Rewrite the listing below, changing "sample of the layout" to "layout example" and keeping everything else the same. Leave the pictures out of your answer.

· · ·

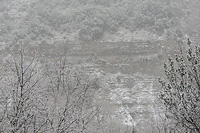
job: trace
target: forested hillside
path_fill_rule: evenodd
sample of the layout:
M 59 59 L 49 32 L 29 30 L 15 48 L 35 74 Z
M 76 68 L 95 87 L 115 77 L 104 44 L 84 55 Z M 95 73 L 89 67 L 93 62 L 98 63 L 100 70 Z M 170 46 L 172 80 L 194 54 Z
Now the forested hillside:
M 105 35 L 117 35 L 122 29 L 134 35 L 142 32 L 150 39 L 180 39 L 185 34 L 198 33 L 195 28 L 186 28 L 188 24 L 198 24 L 198 0 L 2 0 L 0 3 L 0 39 L 1 45 L 7 46 L 41 41 L 95 41 Z M 196 21 L 190 21 L 193 19 Z
M 0 132 L 185 131 L 157 78 L 188 38 L 200 0 L 0 0 Z

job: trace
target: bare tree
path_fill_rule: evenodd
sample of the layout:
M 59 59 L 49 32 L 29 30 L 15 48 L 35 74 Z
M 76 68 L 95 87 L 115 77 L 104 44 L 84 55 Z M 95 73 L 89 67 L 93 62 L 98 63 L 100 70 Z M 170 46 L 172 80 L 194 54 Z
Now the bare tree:
M 160 99 L 176 127 L 200 133 L 200 47 L 191 46 L 189 39 L 188 46 L 187 54 L 181 50 L 175 61 L 169 58 L 169 64 L 164 64 Z
M 34 59 L 25 62 L 24 51 L 9 62 L 9 69 L 1 80 L 0 126 L 2 132 L 38 132 L 45 120 L 45 99 L 39 88 L 40 75 Z
M 67 65 L 64 60 L 49 66 L 49 120 L 51 132 L 84 132 L 95 122 L 99 112 L 89 75 L 81 68 Z M 53 116 L 53 117 L 52 117 Z M 97 122 L 97 121 L 96 121 Z

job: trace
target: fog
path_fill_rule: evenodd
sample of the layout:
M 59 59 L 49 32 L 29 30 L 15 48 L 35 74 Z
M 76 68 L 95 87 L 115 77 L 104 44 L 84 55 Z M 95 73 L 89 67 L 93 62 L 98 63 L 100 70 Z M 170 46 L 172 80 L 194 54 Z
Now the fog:
M 157 79 L 188 38 L 199 0 L 0 0 L 0 132 L 167 133 Z

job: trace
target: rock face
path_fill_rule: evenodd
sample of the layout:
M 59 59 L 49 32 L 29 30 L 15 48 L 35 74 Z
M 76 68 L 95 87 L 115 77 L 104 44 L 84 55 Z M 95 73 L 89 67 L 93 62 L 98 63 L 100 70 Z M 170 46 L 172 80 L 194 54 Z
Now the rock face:
M 170 48 L 176 44 L 168 42 Z M 58 55 L 91 74 L 101 76 L 96 101 L 112 115 L 115 124 L 135 127 L 139 133 L 152 130 L 157 112 L 157 76 L 169 50 L 166 42 L 96 42 L 85 44 L 40 44 L 28 47 L 54 60 Z M 170 50 L 169 50 L 170 51 Z
M 78 44 L 68 57 L 85 60 L 90 73 L 100 70 L 104 86 L 97 101 L 114 121 L 143 133 L 152 131 L 159 112 L 156 86 L 167 54 L 163 45 L 159 41 Z

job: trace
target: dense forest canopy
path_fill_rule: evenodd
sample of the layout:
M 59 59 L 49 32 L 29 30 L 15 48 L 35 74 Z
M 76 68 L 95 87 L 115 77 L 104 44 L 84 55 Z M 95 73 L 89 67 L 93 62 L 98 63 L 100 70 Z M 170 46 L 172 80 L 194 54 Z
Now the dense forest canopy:
M 0 40 L 9 44 L 95 41 L 120 29 L 164 39 L 196 35 L 199 1 L 20 0 L 0 1 Z M 190 21 L 190 20 L 195 21 Z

· · ·

▶ _Correct answer_
job: trace
target: forested hillside
path_fill_rule: evenodd
layout example:
M 59 59 L 49 32 L 29 30 L 15 48 L 35 74 Z
M 76 68 L 95 87 L 115 77 L 104 44 L 84 55 Z M 95 73 L 89 67 L 93 62 L 98 63 L 100 70 Z M 170 46 L 172 80 L 194 54 Z
Now the forested hillside:
M 105 35 L 117 35 L 122 29 L 134 35 L 142 32 L 150 39 L 180 39 L 185 34 L 198 33 L 195 28 L 186 28 L 188 24 L 198 24 L 198 0 L 2 0 L 0 3 L 0 39 L 1 45 L 7 46 L 41 41 L 95 41 Z M 196 21 L 190 21 L 193 19 Z
M 0 132 L 185 131 L 157 78 L 188 38 L 200 0 L 0 0 Z

job: trace
target: bare tree
path_fill_rule: evenodd
layout example:
M 59 59 L 49 32 L 29 30 L 15 48 L 35 74 Z
M 76 68 L 95 87 L 115 77 L 104 44 L 84 55 Z M 95 73 L 89 67 L 93 62 L 98 63 L 100 70 Z M 170 46 L 172 80 L 194 54 Z
Now the bare tree:
M 160 99 L 176 127 L 200 133 L 200 47 L 191 46 L 189 39 L 188 46 L 187 54 L 181 50 L 175 61 L 169 58 L 169 64 L 164 64 Z
M 34 59 L 25 62 L 24 51 L 9 62 L 9 69 L 1 80 L 0 126 L 2 132 L 38 132 L 45 120 L 45 99 L 39 88 L 40 75 Z
M 67 65 L 64 60 L 49 66 L 49 120 L 51 132 L 84 132 L 95 122 L 99 112 L 89 75 L 81 68 Z M 53 116 L 53 117 L 52 117 Z M 97 122 L 97 121 L 96 121 Z

job: trace
target: fog
path_fill_rule: evenodd
layout example:
M 59 59 L 49 32 L 29 30 L 15 48 L 35 74 Z
M 76 68 L 95 87 L 115 77 L 104 44 L 84 55 Z M 95 73 L 89 67 L 93 62 L 98 63 L 100 70 Z M 170 46 L 172 80 L 194 54 Z
Now the fog:
M 157 79 L 188 38 L 199 0 L 0 0 L 0 132 L 167 133 Z

job: trace
target: rock face
path_fill_rule: evenodd
layout example:
M 59 59 L 49 32 L 29 30 L 15 48 L 35 74 Z
M 76 68 L 95 87 L 115 77 L 104 44 L 84 55 Z M 95 73 L 89 67 L 93 62 L 98 63 L 100 70 Z M 170 46 L 172 80 L 194 54 Z
Now the rock face:
M 170 48 L 176 44 L 168 42 Z M 58 55 L 91 74 L 101 76 L 96 101 L 112 115 L 115 124 L 135 127 L 139 133 L 152 130 L 157 112 L 157 76 L 169 50 L 166 42 L 96 42 L 85 44 L 40 44 L 28 47 L 54 60 Z M 170 50 L 169 50 L 170 51 Z
M 78 44 L 68 57 L 85 60 L 90 73 L 100 70 L 104 86 L 97 101 L 114 121 L 143 133 L 152 131 L 159 112 L 156 86 L 167 54 L 163 45 L 159 41 Z

job: trace
target: dense forest canopy
path_fill_rule: evenodd
layout example:
M 59 59 L 49 32 L 29 30 L 15 48 L 35 74 Z
M 76 68 L 95 87 L 115 77 L 104 44 L 84 55 Z M 95 73 L 89 67 L 93 62 L 98 63 L 100 70 Z M 170 46 L 172 80 L 194 54 Z
Now the dense forest canopy:
M 0 40 L 9 44 L 95 41 L 120 29 L 164 39 L 196 35 L 199 1 L 20 0 L 0 1 Z M 190 21 L 190 20 L 195 21 Z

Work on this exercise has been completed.